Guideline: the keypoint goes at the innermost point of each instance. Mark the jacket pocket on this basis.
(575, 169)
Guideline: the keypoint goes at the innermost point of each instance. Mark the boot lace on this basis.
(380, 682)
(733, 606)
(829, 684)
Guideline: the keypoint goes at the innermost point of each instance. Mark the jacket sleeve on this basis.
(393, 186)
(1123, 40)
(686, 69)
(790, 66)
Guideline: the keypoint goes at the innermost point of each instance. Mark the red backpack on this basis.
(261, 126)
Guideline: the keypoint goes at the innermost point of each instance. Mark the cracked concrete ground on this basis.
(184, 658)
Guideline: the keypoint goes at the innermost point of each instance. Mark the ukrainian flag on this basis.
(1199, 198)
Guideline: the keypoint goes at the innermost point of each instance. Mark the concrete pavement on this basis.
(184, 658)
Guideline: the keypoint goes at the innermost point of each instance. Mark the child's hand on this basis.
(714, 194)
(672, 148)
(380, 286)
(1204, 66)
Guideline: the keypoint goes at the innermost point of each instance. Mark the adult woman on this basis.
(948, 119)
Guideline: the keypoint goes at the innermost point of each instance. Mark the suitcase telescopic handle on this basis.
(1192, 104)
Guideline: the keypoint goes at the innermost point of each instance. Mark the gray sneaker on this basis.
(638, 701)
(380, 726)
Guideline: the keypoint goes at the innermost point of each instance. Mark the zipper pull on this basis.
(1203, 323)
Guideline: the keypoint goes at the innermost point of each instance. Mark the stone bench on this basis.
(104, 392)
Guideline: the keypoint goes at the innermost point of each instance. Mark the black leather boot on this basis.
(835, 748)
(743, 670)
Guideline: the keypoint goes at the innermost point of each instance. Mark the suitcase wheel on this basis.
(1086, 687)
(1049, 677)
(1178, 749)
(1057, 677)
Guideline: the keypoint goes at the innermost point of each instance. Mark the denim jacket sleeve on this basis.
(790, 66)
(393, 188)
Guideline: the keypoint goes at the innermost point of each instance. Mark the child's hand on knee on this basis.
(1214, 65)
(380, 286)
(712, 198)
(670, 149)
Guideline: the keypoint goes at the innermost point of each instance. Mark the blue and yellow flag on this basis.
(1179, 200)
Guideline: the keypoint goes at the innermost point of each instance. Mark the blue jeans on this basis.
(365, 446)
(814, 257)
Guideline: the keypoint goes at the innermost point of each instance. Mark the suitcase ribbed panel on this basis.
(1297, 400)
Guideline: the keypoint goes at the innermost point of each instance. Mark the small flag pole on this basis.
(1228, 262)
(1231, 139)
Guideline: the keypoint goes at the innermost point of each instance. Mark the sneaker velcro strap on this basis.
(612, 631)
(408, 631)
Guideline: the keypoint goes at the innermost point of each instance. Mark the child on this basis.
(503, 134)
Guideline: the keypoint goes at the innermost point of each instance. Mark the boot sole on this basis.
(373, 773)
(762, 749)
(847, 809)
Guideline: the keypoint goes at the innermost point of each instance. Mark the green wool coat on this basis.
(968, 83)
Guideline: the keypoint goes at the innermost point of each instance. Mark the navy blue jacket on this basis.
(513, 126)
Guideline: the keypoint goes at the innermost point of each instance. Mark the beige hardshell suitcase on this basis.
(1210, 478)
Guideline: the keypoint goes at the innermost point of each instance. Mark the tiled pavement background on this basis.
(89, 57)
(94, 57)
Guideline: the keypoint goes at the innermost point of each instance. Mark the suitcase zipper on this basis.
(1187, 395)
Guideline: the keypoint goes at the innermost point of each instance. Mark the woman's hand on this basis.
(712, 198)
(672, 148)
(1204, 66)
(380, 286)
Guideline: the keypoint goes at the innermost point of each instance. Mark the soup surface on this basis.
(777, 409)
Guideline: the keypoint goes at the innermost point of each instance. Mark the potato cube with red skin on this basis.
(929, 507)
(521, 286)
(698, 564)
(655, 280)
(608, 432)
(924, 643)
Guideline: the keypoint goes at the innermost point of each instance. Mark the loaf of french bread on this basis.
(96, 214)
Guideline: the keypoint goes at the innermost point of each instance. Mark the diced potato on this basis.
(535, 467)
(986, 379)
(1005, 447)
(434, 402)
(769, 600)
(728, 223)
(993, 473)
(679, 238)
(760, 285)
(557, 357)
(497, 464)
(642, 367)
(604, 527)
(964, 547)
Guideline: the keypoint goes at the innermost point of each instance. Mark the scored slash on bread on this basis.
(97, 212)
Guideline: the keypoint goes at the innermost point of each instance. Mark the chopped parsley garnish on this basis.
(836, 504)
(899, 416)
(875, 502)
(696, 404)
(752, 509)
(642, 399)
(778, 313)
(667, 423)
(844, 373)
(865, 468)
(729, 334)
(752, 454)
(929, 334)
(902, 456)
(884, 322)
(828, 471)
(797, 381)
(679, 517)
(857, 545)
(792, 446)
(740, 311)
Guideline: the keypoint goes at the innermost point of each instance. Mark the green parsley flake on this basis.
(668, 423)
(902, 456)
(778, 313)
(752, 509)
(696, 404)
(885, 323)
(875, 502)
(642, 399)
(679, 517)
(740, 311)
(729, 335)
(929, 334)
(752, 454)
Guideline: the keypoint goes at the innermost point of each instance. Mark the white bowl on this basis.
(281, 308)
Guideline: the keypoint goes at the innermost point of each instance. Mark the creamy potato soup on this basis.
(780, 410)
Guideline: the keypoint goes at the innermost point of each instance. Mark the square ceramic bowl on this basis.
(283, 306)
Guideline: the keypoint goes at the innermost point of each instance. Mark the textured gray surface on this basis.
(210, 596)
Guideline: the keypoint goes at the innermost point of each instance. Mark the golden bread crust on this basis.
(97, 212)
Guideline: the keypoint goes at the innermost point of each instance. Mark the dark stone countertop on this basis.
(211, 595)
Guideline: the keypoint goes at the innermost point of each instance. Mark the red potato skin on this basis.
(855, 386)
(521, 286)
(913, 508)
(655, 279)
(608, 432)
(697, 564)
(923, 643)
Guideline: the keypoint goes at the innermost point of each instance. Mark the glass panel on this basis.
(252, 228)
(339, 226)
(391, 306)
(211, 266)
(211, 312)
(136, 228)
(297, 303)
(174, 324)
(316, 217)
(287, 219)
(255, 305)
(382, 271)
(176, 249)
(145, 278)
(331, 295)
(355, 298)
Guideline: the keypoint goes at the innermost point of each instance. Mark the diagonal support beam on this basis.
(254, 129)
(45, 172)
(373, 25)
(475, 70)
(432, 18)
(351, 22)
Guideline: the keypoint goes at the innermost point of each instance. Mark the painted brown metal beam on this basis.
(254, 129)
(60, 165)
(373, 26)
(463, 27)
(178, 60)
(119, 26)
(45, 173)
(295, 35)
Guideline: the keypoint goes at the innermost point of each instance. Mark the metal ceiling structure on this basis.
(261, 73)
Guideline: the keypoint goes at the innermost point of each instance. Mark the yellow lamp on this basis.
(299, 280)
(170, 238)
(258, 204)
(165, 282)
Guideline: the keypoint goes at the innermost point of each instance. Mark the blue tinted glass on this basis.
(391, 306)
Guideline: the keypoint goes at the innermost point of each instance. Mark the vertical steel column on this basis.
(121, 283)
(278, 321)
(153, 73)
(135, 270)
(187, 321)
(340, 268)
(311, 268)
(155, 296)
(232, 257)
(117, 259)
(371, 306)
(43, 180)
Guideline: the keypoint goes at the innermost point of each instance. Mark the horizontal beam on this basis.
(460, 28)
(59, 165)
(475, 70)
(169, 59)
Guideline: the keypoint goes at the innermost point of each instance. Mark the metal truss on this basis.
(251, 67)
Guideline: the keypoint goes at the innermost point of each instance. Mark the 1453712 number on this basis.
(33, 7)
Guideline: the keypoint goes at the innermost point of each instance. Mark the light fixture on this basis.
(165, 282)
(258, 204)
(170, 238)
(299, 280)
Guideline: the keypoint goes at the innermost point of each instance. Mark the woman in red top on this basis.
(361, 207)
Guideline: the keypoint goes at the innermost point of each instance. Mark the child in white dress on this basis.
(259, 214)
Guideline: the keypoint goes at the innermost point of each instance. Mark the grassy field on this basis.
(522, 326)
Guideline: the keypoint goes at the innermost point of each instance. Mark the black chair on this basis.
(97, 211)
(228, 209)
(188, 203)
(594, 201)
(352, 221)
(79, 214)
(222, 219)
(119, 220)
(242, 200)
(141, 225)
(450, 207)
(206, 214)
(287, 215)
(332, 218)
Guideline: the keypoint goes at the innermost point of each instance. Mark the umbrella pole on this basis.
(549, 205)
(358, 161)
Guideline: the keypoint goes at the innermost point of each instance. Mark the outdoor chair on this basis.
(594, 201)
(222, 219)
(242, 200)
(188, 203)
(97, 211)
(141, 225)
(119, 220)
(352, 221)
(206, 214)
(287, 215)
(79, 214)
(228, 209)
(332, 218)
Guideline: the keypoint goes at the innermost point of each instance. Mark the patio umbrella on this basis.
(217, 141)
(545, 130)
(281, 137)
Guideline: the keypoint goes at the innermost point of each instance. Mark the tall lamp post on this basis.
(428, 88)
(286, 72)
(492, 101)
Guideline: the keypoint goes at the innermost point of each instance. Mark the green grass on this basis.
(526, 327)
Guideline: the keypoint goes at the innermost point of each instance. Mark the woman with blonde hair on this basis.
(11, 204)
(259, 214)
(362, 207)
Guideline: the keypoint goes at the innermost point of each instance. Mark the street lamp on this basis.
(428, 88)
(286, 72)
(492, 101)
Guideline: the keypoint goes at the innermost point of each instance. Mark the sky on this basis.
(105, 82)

__Task details__
Copy verbatim the lines above, from the line containing "pull on this basis." through the line containing "(1057, 677)", including both of those lines.

__Answer to the problem__
Guideline: the keypoint goes at the innermost point of each instance. Mark the zipper pull on this basis.
(1203, 323)
Guideline: the keypoint goes at the innermost point of each instance. Mark the stone bench on this basis.
(104, 392)
Guideline: the keypoint goes at the innermost point of each instance. Mark the black leather boot on this basis.
(835, 748)
(743, 670)
Guideline: the keypoint goes at the innermost point of each instance. Mark the suitcase wheel on this basis.
(1086, 687)
(1049, 677)
(1178, 749)
(1057, 677)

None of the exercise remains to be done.